▸ **Task to complete**
Look through the lines below, find those with the word "loose", and copy them.

▸ **Records shown**
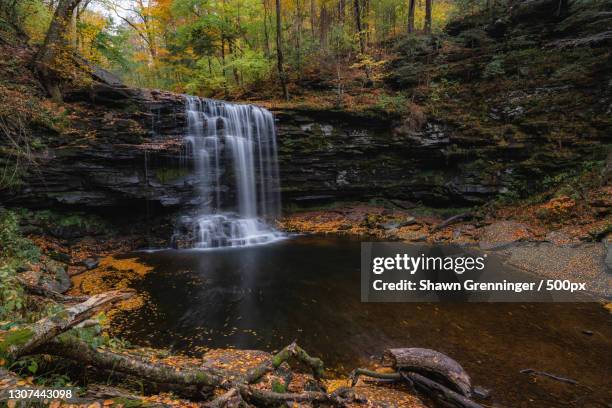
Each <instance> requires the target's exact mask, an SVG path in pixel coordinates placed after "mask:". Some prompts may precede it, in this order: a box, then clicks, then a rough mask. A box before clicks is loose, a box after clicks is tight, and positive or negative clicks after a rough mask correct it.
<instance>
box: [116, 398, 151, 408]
mask: <svg viewBox="0 0 612 408" xmlns="http://www.w3.org/2000/svg"><path fill="white" fill-rule="evenodd" d="M112 406H113V407H123V408H138V407H143V406H145V404H144V402H143V401H142V400H134V399H130V398H124V397H119V398H114V399H113V405H112Z"/></svg>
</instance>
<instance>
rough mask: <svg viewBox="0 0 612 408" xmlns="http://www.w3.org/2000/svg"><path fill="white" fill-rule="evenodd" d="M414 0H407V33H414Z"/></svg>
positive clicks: (415, 6) (408, 33) (415, 4)
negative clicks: (407, 21)
mask: <svg viewBox="0 0 612 408" xmlns="http://www.w3.org/2000/svg"><path fill="white" fill-rule="evenodd" d="M415 8H416V0H408V34H412V33H414V10H415Z"/></svg>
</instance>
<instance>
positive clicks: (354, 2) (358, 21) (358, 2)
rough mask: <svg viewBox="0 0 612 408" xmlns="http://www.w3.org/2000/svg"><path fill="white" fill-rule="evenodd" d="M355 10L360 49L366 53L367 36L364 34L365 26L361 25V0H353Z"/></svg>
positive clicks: (362, 53) (356, 27) (355, 15)
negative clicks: (365, 38)
mask: <svg viewBox="0 0 612 408" xmlns="http://www.w3.org/2000/svg"><path fill="white" fill-rule="evenodd" d="M353 11H354V13H355V30H356V31H357V36H358V38H359V50H360V51H361V53H362V54H365V51H366V44H365V36H364V35H363V34H364V33H363V27H362V25H361V7H360V6H359V0H353Z"/></svg>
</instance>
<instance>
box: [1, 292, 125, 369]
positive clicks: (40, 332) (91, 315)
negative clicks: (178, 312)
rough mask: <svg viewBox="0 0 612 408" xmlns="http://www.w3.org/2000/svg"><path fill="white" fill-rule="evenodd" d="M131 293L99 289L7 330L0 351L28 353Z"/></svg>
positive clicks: (68, 329)
mask: <svg viewBox="0 0 612 408" xmlns="http://www.w3.org/2000/svg"><path fill="white" fill-rule="evenodd" d="M134 294H135V292H134V291H127V290H115V291H110V292H104V293H100V294H98V295H94V296H92V297H90V298H89V299H87V300H86V301H84V302H82V303H78V304H76V305H73V306H70V307H68V308H66V309H64V310H63V311H62V312H60V313H57V314H55V315H53V316H50V317H45V318H43V319H40V320H39V321H37V322H36V323H33V324H31V325H27V326H24V327H22V328H19V329H17V330H11V331H8V332H6V333H5V335H4V336H3V338H0V351H4V352H5V353H6V355H7V356H8V357H9V359H10V360H16V359H18V358H19V357H22V356H25V355H27V354H31V353H32V352H33V351H34V350H36V349H37V348H39V347H40V346H42V345H44V344H45V343H48V342H49V341H51V340H52V339H54V338H55V337H56V336H58V335H59V334H61V333H63V332H65V331H67V330H69V329H70V328H72V327H74V326H76V325H78V324H79V323H81V322H83V321H85V320H87V319H89V318H90V317H91V316H92V315H93V314H94V313H96V312H97V311H98V310H100V309H101V308H103V307H104V306H108V305H109V304H112V303H115V302H118V301H121V300H125V299H129V298H130V297H132V296H133V295H134Z"/></svg>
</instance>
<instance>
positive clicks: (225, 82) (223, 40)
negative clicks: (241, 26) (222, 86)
mask: <svg viewBox="0 0 612 408" xmlns="http://www.w3.org/2000/svg"><path fill="white" fill-rule="evenodd" d="M221 65H222V67H221V70H222V72H223V93H224V94H225V97H226V98H227V96H228V95H229V92H228V90H227V73H226V69H225V36H224V35H222V36H221Z"/></svg>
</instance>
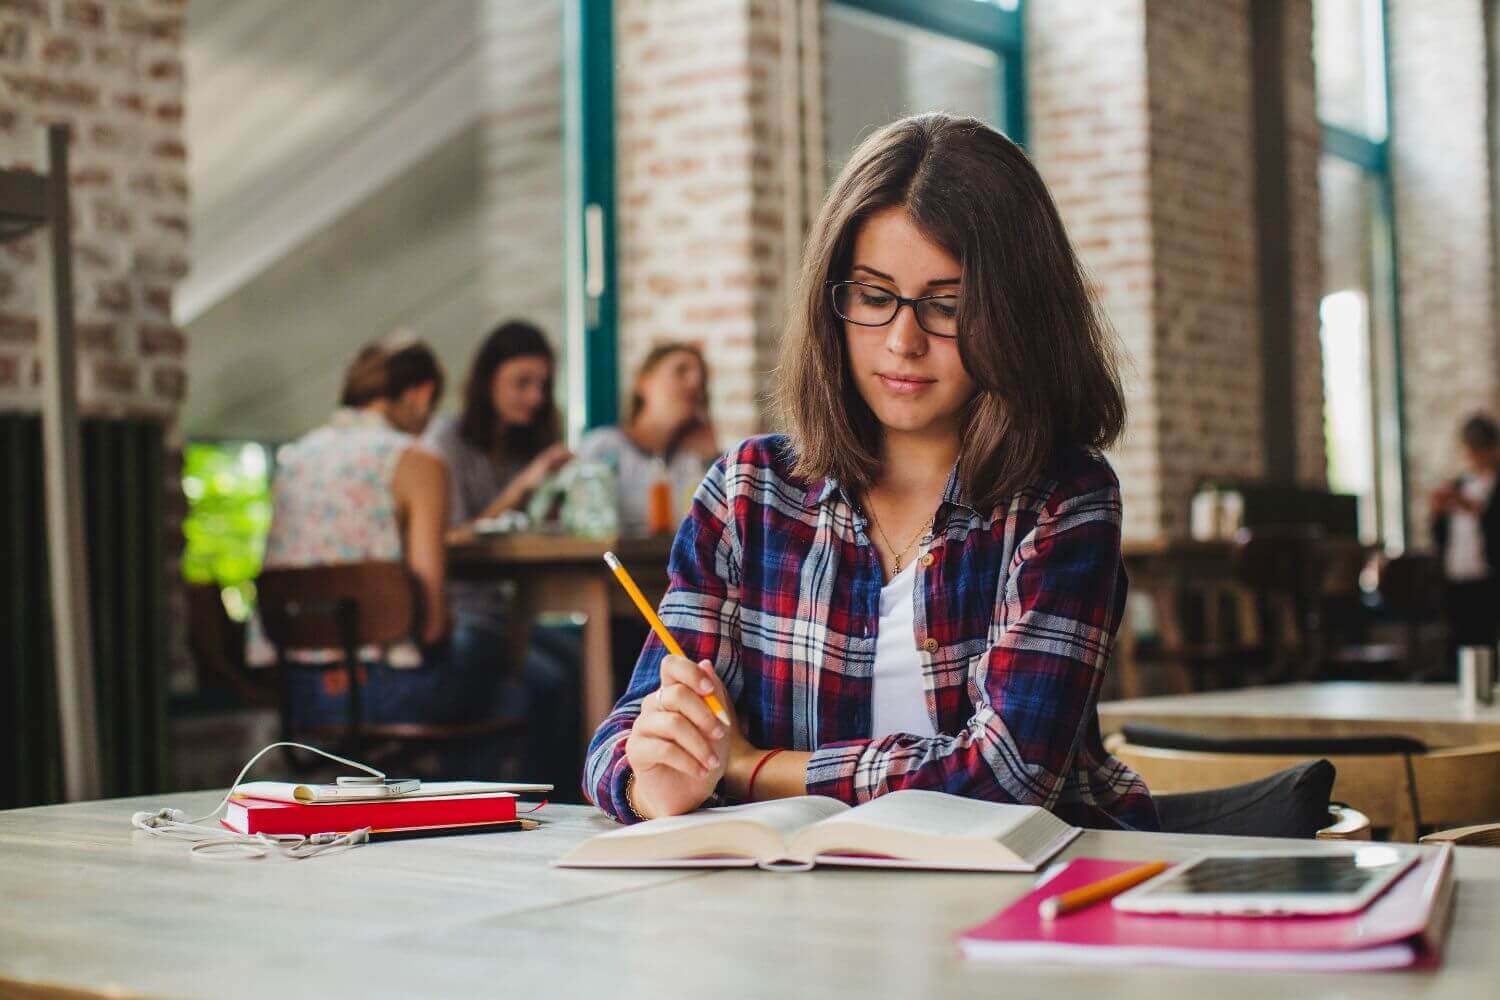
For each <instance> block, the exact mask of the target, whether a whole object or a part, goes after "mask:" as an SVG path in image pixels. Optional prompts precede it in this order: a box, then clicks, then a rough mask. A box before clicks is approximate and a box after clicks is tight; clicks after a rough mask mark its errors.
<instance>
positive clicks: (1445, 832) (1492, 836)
mask: <svg viewBox="0 0 1500 1000" xmlns="http://www.w3.org/2000/svg"><path fill="white" fill-rule="evenodd" d="M1422 843H1424V844H1454V846H1457V847H1500V823H1479V825H1478V826H1460V828H1455V829H1451V831H1437V832H1436V834H1428V835H1427V837H1424V838H1422Z"/></svg>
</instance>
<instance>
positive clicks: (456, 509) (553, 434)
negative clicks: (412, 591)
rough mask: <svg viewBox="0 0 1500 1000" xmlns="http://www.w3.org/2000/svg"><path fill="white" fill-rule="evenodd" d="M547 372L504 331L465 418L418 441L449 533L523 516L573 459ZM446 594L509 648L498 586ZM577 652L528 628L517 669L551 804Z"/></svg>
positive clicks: (474, 390) (576, 680)
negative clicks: (443, 473) (444, 463)
mask: <svg viewBox="0 0 1500 1000" xmlns="http://www.w3.org/2000/svg"><path fill="white" fill-rule="evenodd" d="M553 370H555V363H553V355H552V346H550V345H549V343H547V340H546V337H544V336H543V334H541V331H540V330H537V328H535V327H532V325H529V324H525V322H517V321H511V322H505V324H502V325H499V327H498V328H496V330H493V331H492V333H490V334H489V337H486V339H484V342H483V343H481V345H480V348H478V352H477V354H475V355H474V363H472V364H471V366H469V373H468V379H466V382H465V387H463V403H462V412H460V414H459V415H458V417H438V418H437V420H434V421H432V426H431V427H429V429H428V433H426V436H425V438H423V447H426V448H428V450H431V451H432V453H435V454H438V456H441V459H443V460H444V462H446V463H447V469H449V487H450V489H449V510H447V525H449V526H450V529H452V528H463V526H468V525H472V523H474V522H475V520H478V519H483V517H495V516H496V514H501V513H504V511H507V510H516V508H520V507H523V505H525V502H526V498H528V496H529V495H531V492H532V490H534V489H537V487H538V486H541V483H543V481H546V478H547V477H549V475H552V474H553V472H555V471H556V469H558V468H561V466H562V465H565V463H567V462H568V460H570V459H571V457H573V456H571V453H570V451H568V450H567V447H565V445H564V444H561V441H559V438H561V429H559V418H558V411H556V405H555V403H553V402H552V381H553ZM447 594H449V606H450V609H452V613H453V619H455V622H456V624H458V625H459V627H462V628H465V630H474V631H481V633H484V634H486V636H490V637H492V642H493V643H495V645H496V648H498V646H501V645H502V643H508V639H505V637H507V636H508V634H510V601H508V600H507V597H505V594H504V591H502V589H501V588H499V586H498V585H495V583H486V582H480V580H453V582H450V583H449V588H447ZM579 649H580V643H579V637H577V633H576V630H567V628H532V630H531V643H529V648H528V649H526V652H525V660H523V663H522V679H523V682H525V687H526V694H528V706H529V708H528V732H529V733H531V744H529V747H528V750H526V757H528V760H526V762H525V769H526V772H525V777H526V780H535V781H550V783H552V784H555V786H556V792H558V795H556V796H553V801H570V799H571V798H573V796H576V793H574V786H576V784H577V768H579V756H577V747H579V744H580V736H579V733H577V703H579V696H577V663H579V657H580V652H579Z"/></svg>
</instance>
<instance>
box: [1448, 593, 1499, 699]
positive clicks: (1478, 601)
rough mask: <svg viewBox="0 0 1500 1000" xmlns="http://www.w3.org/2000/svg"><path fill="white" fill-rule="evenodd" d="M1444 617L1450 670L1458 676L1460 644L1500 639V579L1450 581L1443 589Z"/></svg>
mask: <svg viewBox="0 0 1500 1000" xmlns="http://www.w3.org/2000/svg"><path fill="white" fill-rule="evenodd" d="M1443 618H1445V619H1446V621H1448V654H1449V655H1448V670H1446V672H1445V675H1446V676H1448V679H1452V678H1454V676H1457V675H1458V648H1460V646H1490V648H1491V649H1494V646H1496V642H1497V640H1500V580H1496V579H1494V577H1490V579H1485V580H1466V582H1463V583H1458V582H1452V580H1449V583H1448V586H1446V588H1445V589H1443Z"/></svg>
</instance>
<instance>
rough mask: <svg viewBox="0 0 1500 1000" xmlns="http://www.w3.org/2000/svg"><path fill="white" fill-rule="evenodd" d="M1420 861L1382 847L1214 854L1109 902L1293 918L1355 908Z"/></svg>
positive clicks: (1402, 851) (1171, 907)
mask: <svg viewBox="0 0 1500 1000" xmlns="http://www.w3.org/2000/svg"><path fill="white" fill-rule="evenodd" d="M1416 859H1418V853H1416V852H1415V850H1401V849H1397V847H1391V846H1385V844H1371V846H1367V847H1353V849H1340V850H1328V852H1307V853H1287V855H1271V853H1266V852H1254V853H1251V852H1244V853H1214V855H1205V856H1203V858H1199V859H1196V861H1190V862H1187V864H1184V865H1178V867H1175V868H1169V870H1167V871H1164V873H1161V874H1160V876H1157V877H1155V879H1152V880H1151V882H1143V883H1142V885H1139V886H1136V888H1134V889H1131V891H1130V892H1124V894H1121V895H1118V897H1115V900H1112V903H1110V906H1113V907H1115V909H1116V910H1125V912H1128V913H1221V915H1230V916H1292V915H1313V916H1317V915H1328V913H1355V912H1356V910H1362V909H1364V907H1365V906H1368V904H1370V901H1371V900H1374V898H1376V897H1377V895H1380V894H1382V892H1385V891H1386V889H1388V888H1389V886H1391V883H1394V882H1395V880H1397V879H1400V877H1401V874H1403V873H1404V871H1406V870H1407V868H1410V867H1412V865H1413V864H1415V862H1416Z"/></svg>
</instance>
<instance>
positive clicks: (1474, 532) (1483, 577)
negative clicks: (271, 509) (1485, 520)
mask: <svg viewBox="0 0 1500 1000" xmlns="http://www.w3.org/2000/svg"><path fill="white" fill-rule="evenodd" d="M1494 487H1496V475H1494V472H1491V474H1490V475H1466V477H1464V478H1463V481H1461V483H1460V486H1458V492H1460V495H1463V498H1464V499H1467V501H1469V502H1472V504H1478V505H1479V510H1484V508H1485V505H1487V504H1490V495H1491V493H1493V492H1494ZM1443 571H1445V574H1446V576H1448V579H1449V580H1455V582H1467V580H1482V579H1485V577H1487V576H1490V561H1488V559H1485V532H1484V526H1482V525H1481V523H1479V514H1472V513H1469V511H1467V510H1455V511H1454V513H1451V514H1449V516H1448V549H1446V550H1445V552H1443Z"/></svg>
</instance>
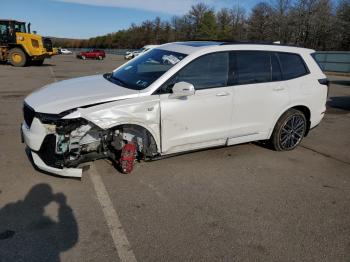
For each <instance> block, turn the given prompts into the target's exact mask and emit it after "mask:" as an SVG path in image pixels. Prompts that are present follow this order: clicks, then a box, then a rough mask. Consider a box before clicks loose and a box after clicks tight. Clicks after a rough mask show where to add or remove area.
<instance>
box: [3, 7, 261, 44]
mask: <svg viewBox="0 0 350 262" xmlns="http://www.w3.org/2000/svg"><path fill="white" fill-rule="evenodd" d="M1 2H2V3H1V8H0V18H6V19H17V20H21V21H26V22H29V21H30V22H31V23H32V30H36V31H37V32H38V33H39V34H42V35H46V36H57V37H70V38H88V37H93V36H98V35H103V34H106V33H110V32H115V31H117V30H119V29H125V28H128V27H129V26H130V24H131V23H136V24H138V23H141V22H142V21H144V20H147V19H154V18H155V17H157V16H159V17H161V18H162V19H170V18H171V17H172V16H173V15H182V14H184V13H186V12H187V11H188V10H189V9H190V7H191V5H193V4H196V3H199V2H204V3H206V4H208V5H209V6H211V7H213V8H215V9H220V8H221V7H232V6H236V5H237V4H239V5H240V6H241V7H244V8H246V9H247V11H249V10H250V8H251V7H252V6H253V5H254V4H255V3H257V2H258V0H203V1H198V0H6V1H1Z"/></svg>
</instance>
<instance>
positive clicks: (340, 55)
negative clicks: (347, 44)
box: [315, 51, 350, 73]
mask: <svg viewBox="0 0 350 262" xmlns="http://www.w3.org/2000/svg"><path fill="white" fill-rule="evenodd" d="M315 59H316V61H317V62H318V63H319V64H320V66H321V68H322V70H323V71H331V72H342V73H350V52H340V51H339V52H338V51H319V52H316V54H315Z"/></svg>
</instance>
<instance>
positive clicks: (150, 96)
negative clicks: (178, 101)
mask: <svg viewBox="0 0 350 262" xmlns="http://www.w3.org/2000/svg"><path fill="white" fill-rule="evenodd" d="M77 117H81V118H84V119H86V120H88V121H90V122H91V123H93V124H95V125H96V126H98V127H100V128H101V129H104V130H107V129H110V128H113V127H116V126H119V125H125V124H128V125H138V126H141V127H143V128H145V129H147V130H148V131H149V132H150V133H151V135H152V136H153V138H154V140H155V142H156V143H157V148H158V149H159V148H160V146H159V145H160V130H159V126H160V105H159V97H158V96H142V97H137V98H133V99H126V100H119V101H115V102H110V103H104V104H100V105H96V106H92V107H88V108H78V109H77V110H76V111H75V112H73V113H71V114H70V115H67V116H66V117H64V119H69V118H77Z"/></svg>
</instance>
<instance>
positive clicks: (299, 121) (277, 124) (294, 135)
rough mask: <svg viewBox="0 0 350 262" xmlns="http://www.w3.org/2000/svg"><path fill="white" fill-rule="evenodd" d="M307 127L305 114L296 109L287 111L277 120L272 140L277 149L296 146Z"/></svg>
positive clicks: (291, 149) (292, 148)
mask: <svg viewBox="0 0 350 262" xmlns="http://www.w3.org/2000/svg"><path fill="white" fill-rule="evenodd" d="M306 128H307V122H306V118H305V115H304V114H303V113H302V112H300V111H299V110H296V109H290V110H288V111H287V112H285V113H284V114H283V115H282V116H281V117H280V119H279V120H278V121H277V123H276V126H275V128H274V131H273V133H272V136H271V139H270V142H271V145H272V147H273V148H274V149H275V150H276V151H288V150H292V149H294V148H296V147H297V146H298V145H299V144H300V142H301V140H302V139H303V137H304V135H305V133H306Z"/></svg>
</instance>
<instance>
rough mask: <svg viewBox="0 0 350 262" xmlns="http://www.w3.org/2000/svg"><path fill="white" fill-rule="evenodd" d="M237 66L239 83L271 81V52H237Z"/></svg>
mask: <svg viewBox="0 0 350 262" xmlns="http://www.w3.org/2000/svg"><path fill="white" fill-rule="evenodd" d="M237 67H238V72H237V73H238V84H239V85H242V84H250V83H263V82H269V81H271V65H270V53H269V52H261V51H242V52H237Z"/></svg>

▸ **Result for this task**
Each <instance> requires the target's exact mask, an SVG path in pixel coordinates placed after "mask:". Some prompts may precede it, in this order: a box, then clicks, then a rough mask. A box before clicks is loose, a box after clicks is tight, and positive or negative clicks after a rough mask correct it.
For each <instance> block, turn the given prompts into the target's exact mask and emit it after "mask:" as an SVG path in image pixels. Prompts that are present follow this order: clicks, then a box, then a rough mask. Consider a box before clicks loose and a box after clicks tight. Clicks after a rough mask show where to add or remove area.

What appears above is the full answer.